**Your instructions**.
Your task is to transcribe the entries below exactly, from their first line down to the line containing "For the mapping pass, tag each instance of the small yucca", and to stop there.

· · · · ·

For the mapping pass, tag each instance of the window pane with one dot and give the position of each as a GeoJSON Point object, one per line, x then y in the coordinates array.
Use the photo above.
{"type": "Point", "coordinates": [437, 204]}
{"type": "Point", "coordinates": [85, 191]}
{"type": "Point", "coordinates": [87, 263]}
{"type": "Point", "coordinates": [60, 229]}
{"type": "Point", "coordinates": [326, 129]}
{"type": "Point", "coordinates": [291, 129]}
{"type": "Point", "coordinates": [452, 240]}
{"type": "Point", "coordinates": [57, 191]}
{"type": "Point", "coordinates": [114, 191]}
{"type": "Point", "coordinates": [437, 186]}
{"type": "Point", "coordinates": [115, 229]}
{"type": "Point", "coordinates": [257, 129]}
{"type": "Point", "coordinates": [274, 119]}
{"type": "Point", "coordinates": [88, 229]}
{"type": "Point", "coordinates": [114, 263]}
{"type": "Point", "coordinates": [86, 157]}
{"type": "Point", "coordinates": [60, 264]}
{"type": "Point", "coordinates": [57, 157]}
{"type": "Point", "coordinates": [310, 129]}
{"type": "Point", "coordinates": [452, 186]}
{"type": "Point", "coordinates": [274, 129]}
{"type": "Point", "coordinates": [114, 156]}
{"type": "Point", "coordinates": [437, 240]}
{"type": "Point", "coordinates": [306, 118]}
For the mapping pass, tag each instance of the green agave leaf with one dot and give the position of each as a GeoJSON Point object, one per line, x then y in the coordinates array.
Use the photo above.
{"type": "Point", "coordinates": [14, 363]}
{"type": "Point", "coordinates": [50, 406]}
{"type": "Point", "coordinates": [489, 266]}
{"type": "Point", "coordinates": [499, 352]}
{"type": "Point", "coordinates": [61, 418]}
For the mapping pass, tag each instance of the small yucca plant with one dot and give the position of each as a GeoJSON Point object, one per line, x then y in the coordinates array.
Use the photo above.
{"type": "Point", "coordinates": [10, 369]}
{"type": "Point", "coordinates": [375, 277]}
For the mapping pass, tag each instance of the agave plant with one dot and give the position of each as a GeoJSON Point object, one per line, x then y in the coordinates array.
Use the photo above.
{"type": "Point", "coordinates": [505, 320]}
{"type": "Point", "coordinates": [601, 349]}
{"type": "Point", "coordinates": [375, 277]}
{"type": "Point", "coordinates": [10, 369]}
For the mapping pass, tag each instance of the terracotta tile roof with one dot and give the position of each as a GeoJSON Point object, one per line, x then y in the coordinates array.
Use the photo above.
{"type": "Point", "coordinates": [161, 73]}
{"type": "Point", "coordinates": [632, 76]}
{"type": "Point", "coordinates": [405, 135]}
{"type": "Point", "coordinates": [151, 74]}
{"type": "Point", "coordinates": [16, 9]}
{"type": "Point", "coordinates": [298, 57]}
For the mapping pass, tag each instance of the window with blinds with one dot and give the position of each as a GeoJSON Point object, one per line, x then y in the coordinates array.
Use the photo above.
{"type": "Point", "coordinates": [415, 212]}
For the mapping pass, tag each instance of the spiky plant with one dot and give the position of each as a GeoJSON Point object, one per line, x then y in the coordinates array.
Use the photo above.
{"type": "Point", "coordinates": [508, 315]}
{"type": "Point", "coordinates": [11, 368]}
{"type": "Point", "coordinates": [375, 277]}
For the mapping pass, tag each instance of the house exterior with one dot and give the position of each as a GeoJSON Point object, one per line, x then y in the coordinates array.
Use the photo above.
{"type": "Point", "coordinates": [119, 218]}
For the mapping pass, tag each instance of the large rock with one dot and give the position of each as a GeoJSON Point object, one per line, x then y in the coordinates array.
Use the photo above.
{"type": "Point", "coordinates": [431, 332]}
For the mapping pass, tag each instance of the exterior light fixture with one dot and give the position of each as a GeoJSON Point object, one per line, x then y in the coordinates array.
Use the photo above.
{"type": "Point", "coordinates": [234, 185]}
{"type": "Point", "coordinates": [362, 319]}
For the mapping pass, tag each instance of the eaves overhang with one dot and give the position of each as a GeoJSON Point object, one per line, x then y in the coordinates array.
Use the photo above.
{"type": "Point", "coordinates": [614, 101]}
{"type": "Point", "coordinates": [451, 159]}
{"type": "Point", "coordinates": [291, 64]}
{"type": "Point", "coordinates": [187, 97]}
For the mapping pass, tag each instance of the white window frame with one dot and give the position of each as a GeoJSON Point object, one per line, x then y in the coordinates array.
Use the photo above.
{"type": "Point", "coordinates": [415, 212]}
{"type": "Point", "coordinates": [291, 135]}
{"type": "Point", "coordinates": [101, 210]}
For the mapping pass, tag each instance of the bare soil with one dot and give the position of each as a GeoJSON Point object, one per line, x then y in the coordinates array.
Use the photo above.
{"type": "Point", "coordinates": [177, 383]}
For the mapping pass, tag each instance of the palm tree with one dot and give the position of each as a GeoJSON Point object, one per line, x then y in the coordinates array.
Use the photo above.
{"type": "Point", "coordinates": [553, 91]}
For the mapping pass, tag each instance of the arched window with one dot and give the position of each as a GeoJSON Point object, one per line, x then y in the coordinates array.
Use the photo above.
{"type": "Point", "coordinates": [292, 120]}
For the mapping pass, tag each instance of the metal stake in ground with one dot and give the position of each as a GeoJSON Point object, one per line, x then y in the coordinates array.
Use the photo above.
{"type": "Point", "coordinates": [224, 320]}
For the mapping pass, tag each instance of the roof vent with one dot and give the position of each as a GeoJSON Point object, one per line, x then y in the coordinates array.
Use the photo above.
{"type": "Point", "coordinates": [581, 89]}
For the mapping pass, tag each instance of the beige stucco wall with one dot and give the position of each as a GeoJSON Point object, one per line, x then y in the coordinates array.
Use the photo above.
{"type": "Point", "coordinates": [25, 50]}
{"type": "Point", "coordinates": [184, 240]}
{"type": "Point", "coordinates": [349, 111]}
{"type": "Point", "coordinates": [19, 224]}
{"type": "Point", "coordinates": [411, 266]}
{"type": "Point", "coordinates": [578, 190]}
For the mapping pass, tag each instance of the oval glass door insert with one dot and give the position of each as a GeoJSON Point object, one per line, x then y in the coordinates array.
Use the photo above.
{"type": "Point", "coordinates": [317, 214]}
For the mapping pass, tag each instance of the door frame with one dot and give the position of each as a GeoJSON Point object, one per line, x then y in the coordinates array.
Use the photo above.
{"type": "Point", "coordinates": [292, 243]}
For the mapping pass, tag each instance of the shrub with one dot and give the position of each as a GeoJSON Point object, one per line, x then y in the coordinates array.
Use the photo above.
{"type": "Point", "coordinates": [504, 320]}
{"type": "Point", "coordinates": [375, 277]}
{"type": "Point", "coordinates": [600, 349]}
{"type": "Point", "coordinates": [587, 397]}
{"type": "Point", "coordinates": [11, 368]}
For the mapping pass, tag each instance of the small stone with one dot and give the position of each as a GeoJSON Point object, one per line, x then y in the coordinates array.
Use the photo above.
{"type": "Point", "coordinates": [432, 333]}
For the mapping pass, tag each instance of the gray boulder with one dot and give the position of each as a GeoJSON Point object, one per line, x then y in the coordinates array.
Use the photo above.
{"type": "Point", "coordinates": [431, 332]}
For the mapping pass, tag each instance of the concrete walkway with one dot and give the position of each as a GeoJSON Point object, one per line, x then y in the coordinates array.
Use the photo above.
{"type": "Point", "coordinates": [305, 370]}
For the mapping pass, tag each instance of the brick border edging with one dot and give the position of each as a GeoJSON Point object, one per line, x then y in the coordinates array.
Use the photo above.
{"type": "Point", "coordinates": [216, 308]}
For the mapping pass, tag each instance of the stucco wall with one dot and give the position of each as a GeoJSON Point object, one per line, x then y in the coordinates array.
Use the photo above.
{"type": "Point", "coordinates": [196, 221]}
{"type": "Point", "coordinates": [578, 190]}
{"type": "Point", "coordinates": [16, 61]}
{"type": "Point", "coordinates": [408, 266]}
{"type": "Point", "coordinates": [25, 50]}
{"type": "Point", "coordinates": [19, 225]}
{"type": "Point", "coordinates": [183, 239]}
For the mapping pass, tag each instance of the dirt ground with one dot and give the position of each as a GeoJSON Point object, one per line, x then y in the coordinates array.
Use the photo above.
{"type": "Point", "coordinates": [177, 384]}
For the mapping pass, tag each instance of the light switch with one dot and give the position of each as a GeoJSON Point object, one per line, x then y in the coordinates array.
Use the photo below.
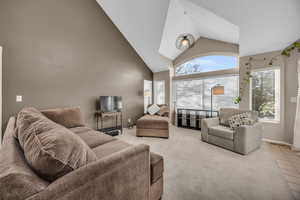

· · · · ·

**Exercise result**.
For the mapping pass, tag each instance of the window pane with one dot and give the position of each as a GeoJSON Point object, one per line, x then y in the coordinates array.
Use the photo above.
{"type": "Point", "coordinates": [437, 204]}
{"type": "Point", "coordinates": [85, 191]}
{"type": "Point", "coordinates": [87, 263]}
{"type": "Point", "coordinates": [60, 229]}
{"type": "Point", "coordinates": [326, 129]}
{"type": "Point", "coordinates": [291, 129]}
{"type": "Point", "coordinates": [452, 240]}
{"type": "Point", "coordinates": [57, 191]}
{"type": "Point", "coordinates": [114, 191]}
{"type": "Point", "coordinates": [437, 186]}
{"type": "Point", "coordinates": [115, 229]}
{"type": "Point", "coordinates": [257, 129]}
{"type": "Point", "coordinates": [274, 119]}
{"type": "Point", "coordinates": [88, 229]}
{"type": "Point", "coordinates": [114, 263]}
{"type": "Point", "coordinates": [86, 157]}
{"type": "Point", "coordinates": [60, 264]}
{"type": "Point", "coordinates": [57, 157]}
{"type": "Point", "coordinates": [310, 129]}
{"type": "Point", "coordinates": [452, 186]}
{"type": "Point", "coordinates": [274, 129]}
{"type": "Point", "coordinates": [114, 156]}
{"type": "Point", "coordinates": [437, 240]}
{"type": "Point", "coordinates": [306, 118]}
For the mapping pass, tag each instance of the green agave leaf with one dot and give the position of each as a GeoJSON Point object, one per line, x then y in the coordinates array.
Use the photo above.
{"type": "Point", "coordinates": [14, 363]}
{"type": "Point", "coordinates": [50, 406]}
{"type": "Point", "coordinates": [489, 266]}
{"type": "Point", "coordinates": [499, 352]}
{"type": "Point", "coordinates": [61, 418]}
For the mapping pass, tag each instance of the small yucca plant with one dot and give the position of each as a GeoJSON Point object, one per line, x then y in the coordinates array.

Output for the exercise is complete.